* **Task to complete**: Rewrite the data from the line containing "Can you find the baseball player" through the end, replacing "jersey" with "shirt" and keeping everything else the same.

[BEGIN]

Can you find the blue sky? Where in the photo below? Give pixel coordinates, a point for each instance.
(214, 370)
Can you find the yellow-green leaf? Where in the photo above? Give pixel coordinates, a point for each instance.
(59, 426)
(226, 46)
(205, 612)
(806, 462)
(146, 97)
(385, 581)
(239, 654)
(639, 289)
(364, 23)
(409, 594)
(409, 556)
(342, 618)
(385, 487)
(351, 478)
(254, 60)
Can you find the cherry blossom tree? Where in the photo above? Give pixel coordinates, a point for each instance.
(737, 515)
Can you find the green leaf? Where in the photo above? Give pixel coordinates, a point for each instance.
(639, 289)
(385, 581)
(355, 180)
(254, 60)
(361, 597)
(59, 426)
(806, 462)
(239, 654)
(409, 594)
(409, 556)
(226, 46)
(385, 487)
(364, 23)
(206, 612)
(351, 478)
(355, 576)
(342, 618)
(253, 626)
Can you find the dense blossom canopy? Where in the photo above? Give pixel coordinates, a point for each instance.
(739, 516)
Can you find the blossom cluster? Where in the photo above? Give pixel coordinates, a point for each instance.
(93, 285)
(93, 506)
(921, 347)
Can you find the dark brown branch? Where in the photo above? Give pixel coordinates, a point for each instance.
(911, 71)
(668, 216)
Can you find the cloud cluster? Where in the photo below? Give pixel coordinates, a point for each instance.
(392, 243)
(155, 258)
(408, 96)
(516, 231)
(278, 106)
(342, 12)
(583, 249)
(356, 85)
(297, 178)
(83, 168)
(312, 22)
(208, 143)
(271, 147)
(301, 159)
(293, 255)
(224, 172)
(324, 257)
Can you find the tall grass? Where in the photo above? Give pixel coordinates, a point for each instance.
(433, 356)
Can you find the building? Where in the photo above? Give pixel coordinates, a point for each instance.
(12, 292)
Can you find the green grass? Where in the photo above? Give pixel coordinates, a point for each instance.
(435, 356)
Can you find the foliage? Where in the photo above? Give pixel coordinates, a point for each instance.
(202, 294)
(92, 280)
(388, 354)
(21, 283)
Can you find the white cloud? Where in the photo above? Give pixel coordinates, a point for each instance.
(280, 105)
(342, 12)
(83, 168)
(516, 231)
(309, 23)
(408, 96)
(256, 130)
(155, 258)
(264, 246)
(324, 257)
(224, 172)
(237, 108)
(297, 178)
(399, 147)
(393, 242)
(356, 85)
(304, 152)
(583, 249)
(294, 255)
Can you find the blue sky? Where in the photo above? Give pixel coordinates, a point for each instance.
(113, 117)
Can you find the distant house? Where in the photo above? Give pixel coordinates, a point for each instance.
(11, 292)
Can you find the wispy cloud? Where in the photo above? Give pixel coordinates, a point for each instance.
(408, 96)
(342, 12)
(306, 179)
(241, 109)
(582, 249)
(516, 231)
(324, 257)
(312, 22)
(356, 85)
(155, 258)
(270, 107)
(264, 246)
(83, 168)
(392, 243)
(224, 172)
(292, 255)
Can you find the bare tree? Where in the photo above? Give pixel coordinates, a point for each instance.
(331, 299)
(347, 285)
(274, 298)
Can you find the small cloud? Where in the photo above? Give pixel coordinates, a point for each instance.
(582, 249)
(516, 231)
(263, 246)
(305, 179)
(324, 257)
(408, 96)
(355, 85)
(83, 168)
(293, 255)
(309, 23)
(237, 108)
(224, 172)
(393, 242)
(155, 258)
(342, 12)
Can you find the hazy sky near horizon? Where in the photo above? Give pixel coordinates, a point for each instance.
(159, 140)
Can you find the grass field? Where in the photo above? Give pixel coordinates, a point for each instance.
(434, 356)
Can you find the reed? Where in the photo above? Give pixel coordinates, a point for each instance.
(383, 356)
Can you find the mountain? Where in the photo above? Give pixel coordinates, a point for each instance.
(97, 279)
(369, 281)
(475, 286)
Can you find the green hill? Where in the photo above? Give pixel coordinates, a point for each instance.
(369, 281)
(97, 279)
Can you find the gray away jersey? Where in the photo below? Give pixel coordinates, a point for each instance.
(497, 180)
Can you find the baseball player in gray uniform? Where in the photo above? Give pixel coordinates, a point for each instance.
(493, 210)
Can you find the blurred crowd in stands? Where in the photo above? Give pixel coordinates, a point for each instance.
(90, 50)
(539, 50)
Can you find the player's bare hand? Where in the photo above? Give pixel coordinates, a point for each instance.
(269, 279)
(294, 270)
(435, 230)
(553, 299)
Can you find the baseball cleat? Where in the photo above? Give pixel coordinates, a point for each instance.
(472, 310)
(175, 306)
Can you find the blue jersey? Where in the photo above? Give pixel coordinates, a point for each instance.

[END]

* **Final result**:
Can you find the baseball player in gray uniform? Where in the photo above? Give pixel coordinates, a point for each instance.
(493, 210)
Can you find the blurred crowd in stands? Where in the photo above? Give pixel coordinates, a point for each instance.
(90, 50)
(539, 50)
Can you find the player's bare hand? Where in the photo above? Give pixel coordinates, a point for each instance.
(269, 279)
(294, 270)
(435, 230)
(553, 299)
Can you find the baseball cleat? Where in the photo above? Give pixel coordinates, a point for each instance.
(472, 310)
(175, 306)
Can you find the blue shirt? Where in the photo above? Give pixel coordinates, a point for each instance.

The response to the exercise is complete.